• _PROBLEM DETAILS_: Can you repeat the rows between the line containing "Write the exact" and the line containing "positive clicks: (459, 348)", inclusive, with every character kept the same?

• _EXCERPTED RECORDS_:
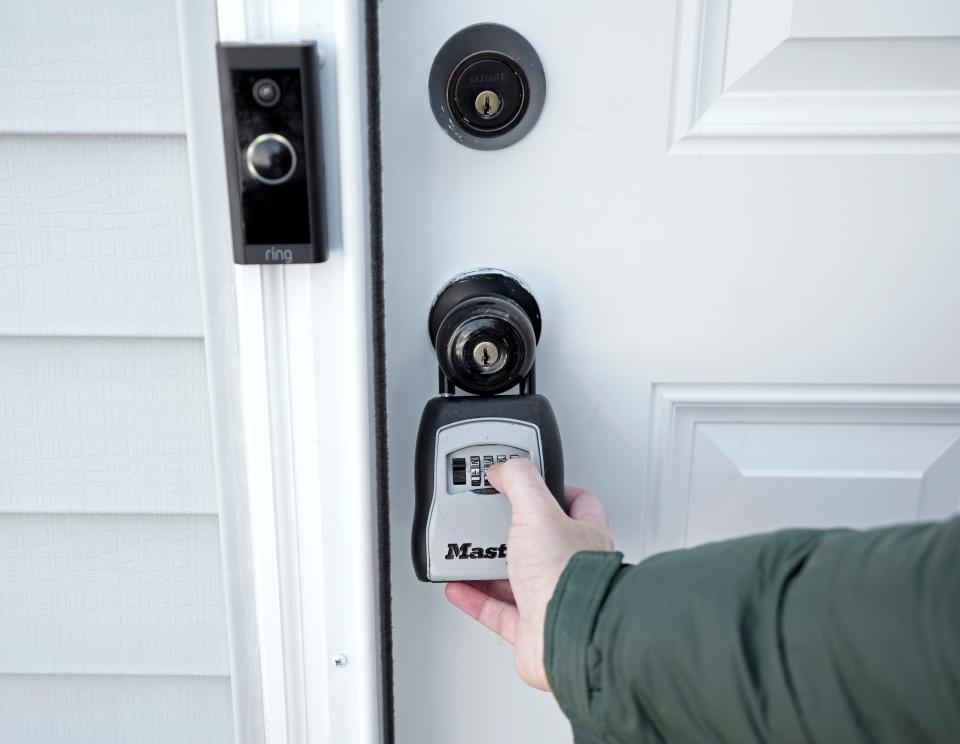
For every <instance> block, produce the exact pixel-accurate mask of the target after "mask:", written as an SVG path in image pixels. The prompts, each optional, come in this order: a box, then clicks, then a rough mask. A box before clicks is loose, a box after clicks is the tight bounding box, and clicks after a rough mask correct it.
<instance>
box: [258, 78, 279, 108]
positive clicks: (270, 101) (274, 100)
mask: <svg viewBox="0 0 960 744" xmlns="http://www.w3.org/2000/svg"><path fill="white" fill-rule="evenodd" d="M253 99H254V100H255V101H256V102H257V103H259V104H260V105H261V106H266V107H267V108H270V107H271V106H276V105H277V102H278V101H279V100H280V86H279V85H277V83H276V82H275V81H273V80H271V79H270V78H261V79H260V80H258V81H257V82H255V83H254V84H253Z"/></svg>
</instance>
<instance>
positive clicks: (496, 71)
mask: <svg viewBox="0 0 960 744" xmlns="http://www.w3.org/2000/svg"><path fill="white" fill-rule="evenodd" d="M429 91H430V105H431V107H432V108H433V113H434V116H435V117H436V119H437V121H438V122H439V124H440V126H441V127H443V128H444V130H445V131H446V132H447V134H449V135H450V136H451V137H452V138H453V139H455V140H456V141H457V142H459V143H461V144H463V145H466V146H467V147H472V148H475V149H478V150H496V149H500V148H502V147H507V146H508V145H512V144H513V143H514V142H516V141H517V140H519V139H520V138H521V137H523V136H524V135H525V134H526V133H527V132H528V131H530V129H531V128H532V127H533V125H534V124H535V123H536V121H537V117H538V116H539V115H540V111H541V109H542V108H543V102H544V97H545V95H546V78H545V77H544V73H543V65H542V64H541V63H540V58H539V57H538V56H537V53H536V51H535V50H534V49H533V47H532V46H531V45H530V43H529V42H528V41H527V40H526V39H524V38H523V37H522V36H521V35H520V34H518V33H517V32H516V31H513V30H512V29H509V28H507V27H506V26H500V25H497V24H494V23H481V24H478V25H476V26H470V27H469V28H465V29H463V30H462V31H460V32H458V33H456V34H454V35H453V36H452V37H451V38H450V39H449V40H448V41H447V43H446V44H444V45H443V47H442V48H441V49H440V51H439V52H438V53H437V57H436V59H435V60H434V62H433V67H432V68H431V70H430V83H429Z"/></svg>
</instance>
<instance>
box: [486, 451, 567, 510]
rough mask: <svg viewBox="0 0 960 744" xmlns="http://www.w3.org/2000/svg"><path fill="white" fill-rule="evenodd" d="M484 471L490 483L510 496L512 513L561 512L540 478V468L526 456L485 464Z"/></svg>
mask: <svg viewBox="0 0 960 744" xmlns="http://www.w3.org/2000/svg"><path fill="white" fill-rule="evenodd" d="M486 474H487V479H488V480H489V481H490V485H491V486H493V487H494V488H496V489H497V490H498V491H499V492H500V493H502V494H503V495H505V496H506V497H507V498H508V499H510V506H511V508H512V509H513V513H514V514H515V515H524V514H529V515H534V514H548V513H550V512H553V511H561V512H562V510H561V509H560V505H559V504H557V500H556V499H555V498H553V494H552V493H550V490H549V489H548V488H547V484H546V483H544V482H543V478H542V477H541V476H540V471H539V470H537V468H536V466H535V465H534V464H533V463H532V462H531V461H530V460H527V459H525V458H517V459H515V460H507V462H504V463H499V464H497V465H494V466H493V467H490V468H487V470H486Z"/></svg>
...
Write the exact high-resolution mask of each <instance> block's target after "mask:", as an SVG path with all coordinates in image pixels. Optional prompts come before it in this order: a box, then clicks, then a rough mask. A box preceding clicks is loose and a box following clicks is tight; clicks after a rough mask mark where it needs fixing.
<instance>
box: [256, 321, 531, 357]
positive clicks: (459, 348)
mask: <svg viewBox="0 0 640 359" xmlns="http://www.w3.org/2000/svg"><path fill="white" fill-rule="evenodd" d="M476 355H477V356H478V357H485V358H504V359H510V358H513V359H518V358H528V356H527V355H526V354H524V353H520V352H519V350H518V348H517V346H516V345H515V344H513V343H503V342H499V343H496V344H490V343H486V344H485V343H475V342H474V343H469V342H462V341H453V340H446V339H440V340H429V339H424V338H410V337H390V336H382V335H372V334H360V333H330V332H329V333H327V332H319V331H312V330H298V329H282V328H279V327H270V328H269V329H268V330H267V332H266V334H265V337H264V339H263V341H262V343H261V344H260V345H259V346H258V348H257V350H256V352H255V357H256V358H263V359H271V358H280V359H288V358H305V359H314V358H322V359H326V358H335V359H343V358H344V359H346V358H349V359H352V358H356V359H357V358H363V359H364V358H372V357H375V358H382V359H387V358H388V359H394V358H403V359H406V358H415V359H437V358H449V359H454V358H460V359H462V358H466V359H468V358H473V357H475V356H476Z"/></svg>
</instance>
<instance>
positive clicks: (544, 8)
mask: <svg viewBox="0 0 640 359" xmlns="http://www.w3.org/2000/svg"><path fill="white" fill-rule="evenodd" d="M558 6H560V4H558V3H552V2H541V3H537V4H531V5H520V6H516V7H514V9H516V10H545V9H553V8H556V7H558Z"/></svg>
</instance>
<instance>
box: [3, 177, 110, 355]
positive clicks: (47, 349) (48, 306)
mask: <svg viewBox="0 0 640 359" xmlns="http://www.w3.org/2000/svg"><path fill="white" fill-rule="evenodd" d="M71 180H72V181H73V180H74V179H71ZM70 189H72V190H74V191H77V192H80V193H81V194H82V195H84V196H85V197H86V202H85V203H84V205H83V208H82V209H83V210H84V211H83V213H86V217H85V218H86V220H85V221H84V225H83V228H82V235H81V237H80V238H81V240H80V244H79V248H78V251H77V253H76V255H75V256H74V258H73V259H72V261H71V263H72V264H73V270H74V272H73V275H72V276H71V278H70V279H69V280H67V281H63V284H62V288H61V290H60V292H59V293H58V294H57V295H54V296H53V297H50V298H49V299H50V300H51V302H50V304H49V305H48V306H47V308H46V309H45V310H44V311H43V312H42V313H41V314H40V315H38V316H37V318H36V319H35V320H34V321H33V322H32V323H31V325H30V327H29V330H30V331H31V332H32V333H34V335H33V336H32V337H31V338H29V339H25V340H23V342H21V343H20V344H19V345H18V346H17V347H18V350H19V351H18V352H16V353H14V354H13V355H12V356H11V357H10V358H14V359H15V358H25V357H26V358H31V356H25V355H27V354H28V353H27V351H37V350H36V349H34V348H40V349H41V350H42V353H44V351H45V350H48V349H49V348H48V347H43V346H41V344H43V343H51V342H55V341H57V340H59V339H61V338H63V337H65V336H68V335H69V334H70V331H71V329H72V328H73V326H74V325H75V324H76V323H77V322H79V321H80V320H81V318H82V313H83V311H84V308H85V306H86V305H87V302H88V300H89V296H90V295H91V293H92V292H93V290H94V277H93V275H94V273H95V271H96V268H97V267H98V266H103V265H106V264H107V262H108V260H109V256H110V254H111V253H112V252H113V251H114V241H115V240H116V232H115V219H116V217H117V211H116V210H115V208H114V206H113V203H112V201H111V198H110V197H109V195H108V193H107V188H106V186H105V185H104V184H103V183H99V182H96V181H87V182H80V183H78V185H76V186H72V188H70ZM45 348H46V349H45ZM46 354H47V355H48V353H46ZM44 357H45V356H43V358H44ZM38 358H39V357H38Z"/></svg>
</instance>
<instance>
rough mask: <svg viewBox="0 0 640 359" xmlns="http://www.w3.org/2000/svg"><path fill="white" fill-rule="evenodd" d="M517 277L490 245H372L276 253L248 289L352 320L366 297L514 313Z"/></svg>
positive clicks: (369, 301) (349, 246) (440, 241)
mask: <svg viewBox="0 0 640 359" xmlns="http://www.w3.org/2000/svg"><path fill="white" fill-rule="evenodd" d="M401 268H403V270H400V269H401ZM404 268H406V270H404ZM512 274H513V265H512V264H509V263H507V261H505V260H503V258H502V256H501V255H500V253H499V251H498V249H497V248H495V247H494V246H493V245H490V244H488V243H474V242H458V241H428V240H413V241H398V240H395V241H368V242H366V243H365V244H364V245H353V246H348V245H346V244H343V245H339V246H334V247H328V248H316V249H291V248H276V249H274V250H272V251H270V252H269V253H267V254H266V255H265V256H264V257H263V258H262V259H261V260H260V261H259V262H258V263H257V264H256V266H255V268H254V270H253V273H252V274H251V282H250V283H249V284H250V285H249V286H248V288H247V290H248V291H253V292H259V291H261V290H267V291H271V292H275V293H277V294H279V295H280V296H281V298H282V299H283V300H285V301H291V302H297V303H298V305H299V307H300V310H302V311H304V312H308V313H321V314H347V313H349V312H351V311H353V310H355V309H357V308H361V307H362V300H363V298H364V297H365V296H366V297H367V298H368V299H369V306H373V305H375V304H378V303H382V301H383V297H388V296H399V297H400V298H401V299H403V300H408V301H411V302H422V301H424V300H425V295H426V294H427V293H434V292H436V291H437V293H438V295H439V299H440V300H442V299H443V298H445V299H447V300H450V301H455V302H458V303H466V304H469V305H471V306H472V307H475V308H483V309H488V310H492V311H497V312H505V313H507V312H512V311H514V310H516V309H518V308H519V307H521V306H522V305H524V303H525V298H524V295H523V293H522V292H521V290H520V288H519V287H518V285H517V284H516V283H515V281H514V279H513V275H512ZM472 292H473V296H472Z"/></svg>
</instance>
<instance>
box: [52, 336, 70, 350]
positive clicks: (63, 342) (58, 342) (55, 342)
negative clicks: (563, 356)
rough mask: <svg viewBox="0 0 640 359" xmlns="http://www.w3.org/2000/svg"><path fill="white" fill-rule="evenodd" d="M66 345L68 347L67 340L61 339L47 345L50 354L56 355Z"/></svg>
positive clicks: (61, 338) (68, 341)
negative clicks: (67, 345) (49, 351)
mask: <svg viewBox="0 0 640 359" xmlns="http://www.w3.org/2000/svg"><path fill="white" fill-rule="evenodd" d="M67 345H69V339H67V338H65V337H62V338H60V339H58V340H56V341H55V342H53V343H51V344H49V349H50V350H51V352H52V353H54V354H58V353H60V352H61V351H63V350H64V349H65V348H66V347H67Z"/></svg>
* * *
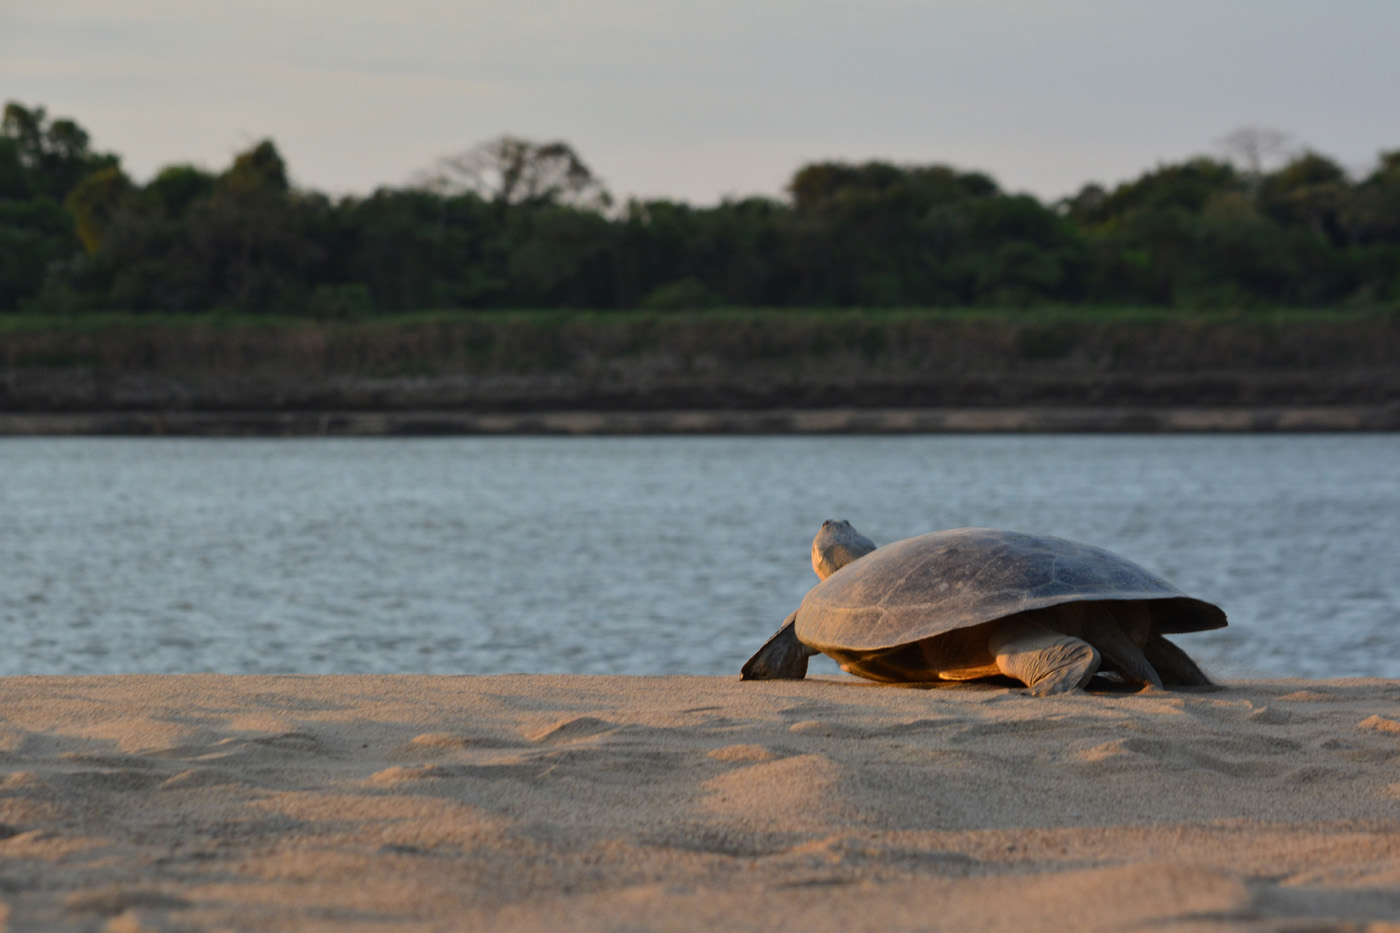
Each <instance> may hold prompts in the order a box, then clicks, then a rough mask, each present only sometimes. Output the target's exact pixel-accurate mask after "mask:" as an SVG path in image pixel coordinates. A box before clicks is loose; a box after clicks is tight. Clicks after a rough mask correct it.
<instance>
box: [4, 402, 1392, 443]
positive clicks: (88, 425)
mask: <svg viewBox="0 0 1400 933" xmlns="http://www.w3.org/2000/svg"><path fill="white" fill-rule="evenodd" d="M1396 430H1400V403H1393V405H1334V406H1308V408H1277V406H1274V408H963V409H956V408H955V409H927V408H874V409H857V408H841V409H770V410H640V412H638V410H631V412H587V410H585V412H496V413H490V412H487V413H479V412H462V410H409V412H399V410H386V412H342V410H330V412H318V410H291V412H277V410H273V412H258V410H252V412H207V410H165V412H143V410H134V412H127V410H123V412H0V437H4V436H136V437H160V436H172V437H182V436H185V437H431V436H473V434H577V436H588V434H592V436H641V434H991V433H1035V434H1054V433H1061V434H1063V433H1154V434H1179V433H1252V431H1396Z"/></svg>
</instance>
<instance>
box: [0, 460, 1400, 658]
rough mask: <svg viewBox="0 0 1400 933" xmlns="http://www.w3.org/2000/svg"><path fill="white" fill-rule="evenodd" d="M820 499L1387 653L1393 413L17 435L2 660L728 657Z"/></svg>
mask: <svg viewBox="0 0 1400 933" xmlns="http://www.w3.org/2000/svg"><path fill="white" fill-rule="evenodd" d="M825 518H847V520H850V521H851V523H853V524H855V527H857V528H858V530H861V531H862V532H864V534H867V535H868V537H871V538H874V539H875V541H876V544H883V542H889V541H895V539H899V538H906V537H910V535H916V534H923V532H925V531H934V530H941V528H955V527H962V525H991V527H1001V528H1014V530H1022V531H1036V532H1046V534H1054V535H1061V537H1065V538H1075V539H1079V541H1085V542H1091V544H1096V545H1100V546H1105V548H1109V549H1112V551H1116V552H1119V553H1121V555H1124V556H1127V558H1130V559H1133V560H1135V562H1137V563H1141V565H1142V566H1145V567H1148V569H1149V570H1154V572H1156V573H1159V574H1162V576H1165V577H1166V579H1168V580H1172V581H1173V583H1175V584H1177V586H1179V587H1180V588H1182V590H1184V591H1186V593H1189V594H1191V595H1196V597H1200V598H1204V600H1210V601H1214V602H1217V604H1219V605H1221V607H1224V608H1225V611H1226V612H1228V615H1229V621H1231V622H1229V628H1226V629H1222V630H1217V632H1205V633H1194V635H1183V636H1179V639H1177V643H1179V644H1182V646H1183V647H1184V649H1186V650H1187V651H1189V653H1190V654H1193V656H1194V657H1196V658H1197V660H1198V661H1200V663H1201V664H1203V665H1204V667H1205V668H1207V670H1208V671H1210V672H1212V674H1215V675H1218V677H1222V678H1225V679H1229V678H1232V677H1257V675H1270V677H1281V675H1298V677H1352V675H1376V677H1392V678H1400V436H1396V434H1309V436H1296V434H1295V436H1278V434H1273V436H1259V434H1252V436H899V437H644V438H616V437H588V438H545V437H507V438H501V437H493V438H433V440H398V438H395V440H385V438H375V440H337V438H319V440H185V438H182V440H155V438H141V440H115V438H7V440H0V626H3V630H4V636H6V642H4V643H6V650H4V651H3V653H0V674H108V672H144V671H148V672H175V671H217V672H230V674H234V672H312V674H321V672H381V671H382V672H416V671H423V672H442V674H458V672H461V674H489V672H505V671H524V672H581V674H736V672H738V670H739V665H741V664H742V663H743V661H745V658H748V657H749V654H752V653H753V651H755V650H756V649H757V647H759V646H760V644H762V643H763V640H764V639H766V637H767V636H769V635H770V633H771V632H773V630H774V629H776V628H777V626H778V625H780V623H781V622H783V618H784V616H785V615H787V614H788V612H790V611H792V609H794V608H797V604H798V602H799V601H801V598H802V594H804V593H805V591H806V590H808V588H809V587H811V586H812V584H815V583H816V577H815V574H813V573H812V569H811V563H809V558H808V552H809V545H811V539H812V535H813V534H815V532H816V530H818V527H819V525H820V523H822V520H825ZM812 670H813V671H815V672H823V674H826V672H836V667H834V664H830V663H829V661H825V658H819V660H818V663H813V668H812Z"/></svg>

• _RESULT OF THIS TASK_:
Write the exact high-resolution mask of each <instance> block's target after "mask:", as an SVG path with all coordinates in image pixels. Optional prompts come before it in this order: a box, then clicks, then a rough mask. A box preceding clicks is loose and a box following clicks is tight; clicks after a rough mask mark where it needs fixing.
<instance>
box: [256, 321, 531, 357]
positive clicks: (459, 348)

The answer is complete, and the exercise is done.